**Exercise instructions**
**A.** In the overview of Mailgun's Go libraries, rewrite the stretch from "A distributed election" through "error collection included.", replacing "etcd" with "ZooKeeper" each time it appears.
**B.** Answer these questions using the overview of Mailgun's Go libraries:
(i) What does the text say Random is?
(ii) Which repository is Errors a fork of?
(iii) What kind of messages does Secret encrypt and decrypt?

**Source passage**
-----

A place to holster mailgun's golang libraries and tools

Clock

A drop in (almost) replacement for the system time package to make scheduled events deterministic in tests. See the clock readme for details

HttpSign

HttpSign is a library for signing and authenticating HTTP requests between web services. See the httpsign readme for details

Random

Random is an Interface for random number generators. See the random readme for details

Secret

Secret is a library for encrypting and decrypting authenticated messages. See the secret readme for details

Distributed Election

A distributed election implementation using etcd to coordinate elections See the etcd v2 readme for details See the etcd v3 readme for details

Errors

Errors is a fork of https://github.com/pkg/errors with additional functions for improving the relationship between structured logging and error handling in go See the errors readme for details

WaitGroup

Waitgroup is a simplification of sync.Waitgroup with item and error collection included.

-----

**Source information**
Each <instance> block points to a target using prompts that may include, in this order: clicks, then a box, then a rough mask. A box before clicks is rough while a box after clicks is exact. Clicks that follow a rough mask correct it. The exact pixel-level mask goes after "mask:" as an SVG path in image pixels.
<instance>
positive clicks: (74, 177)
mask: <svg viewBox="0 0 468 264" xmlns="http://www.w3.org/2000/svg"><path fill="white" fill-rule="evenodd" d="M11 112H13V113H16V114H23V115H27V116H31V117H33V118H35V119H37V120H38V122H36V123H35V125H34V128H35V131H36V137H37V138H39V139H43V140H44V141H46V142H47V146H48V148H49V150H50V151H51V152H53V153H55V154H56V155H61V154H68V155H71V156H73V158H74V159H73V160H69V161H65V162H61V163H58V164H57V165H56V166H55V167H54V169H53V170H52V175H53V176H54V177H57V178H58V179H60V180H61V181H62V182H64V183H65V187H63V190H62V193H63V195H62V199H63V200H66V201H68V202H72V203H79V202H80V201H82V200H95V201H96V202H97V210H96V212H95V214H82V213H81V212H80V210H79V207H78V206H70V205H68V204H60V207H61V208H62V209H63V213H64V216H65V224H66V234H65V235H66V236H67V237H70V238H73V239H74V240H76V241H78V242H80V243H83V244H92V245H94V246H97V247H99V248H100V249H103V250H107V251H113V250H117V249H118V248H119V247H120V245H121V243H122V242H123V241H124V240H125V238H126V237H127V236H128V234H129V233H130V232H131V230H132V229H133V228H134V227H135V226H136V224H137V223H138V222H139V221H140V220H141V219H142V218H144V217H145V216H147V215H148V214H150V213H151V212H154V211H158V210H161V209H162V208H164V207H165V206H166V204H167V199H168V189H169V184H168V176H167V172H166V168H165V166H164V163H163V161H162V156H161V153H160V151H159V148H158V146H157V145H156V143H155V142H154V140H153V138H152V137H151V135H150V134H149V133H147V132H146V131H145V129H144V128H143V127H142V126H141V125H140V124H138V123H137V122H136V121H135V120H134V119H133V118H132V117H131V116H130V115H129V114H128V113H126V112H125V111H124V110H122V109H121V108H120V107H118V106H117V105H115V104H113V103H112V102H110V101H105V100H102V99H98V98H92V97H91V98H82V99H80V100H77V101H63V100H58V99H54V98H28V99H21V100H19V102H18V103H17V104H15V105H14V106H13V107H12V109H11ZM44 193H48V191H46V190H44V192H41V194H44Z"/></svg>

-----

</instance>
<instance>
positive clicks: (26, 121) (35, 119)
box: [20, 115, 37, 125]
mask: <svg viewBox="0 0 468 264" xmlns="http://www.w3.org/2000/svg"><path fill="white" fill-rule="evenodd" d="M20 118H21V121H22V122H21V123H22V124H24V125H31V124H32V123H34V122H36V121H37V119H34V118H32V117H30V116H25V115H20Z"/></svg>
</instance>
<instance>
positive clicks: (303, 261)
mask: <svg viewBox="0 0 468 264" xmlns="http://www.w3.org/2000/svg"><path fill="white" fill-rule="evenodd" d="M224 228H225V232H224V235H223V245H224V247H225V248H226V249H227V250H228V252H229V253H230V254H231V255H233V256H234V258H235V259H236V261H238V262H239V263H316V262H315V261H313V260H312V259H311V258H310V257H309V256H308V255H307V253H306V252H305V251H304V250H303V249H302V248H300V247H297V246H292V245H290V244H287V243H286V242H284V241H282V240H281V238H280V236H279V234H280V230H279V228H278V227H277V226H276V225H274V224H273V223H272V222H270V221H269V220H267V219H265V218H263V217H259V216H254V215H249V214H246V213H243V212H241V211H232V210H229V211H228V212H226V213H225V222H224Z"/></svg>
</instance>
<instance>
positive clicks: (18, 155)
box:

-----

**Answers in order**
**A.**
A distributed election implementation using ZooKeeper to coordinate elections See the ZooKeeper v2 readme for details See the ZooKeeper v3 readme for details

Errors

Errors is a fork of https://github.com/pkg/errors with additional functions for improving the relationship between structured logging and error handling in go See the errors readme for details

WaitGroup

Waitgroup is a simplification of sync.Waitgroup with item and error collection included.

**B.**
(i) Random is an interface for random number generators.
(ii) Errors is a fork of https://github.com/pkg/errors.
(iii) Secret encrypts and decrypts authenticated messages.